Start of ITEMS
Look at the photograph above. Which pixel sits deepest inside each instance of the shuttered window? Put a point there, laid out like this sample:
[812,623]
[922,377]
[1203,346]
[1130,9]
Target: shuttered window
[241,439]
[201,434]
End of ITEMS
THE TASK: Reproduce the source records above line for line, with no changes.

CORRECT ANSWER:
Look at the photograph above. Which pixel sits deepest inside each instance of the shuttered window? Put a point there, laid out like this sample:
[812,623]
[922,377]
[1203,346]
[1130,9]
Target: shuttered window
[241,439]
[201,434]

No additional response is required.